WHAT THE EXERCISE ASKS -
Find the line that contains "# each point looks like point(414, 349)" in the entries below. Output it and each later line exactly, and nothing else.
Segment Start: EXERCISE INPUTS
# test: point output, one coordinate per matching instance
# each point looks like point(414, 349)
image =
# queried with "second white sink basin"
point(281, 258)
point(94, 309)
Segment End: EXERCISE INPUTS
OUTPUT FOR THIS EXERCISE -
# each point looks like point(414, 349)
image =
# queried with "second white sink basin"
point(281, 258)
point(94, 309)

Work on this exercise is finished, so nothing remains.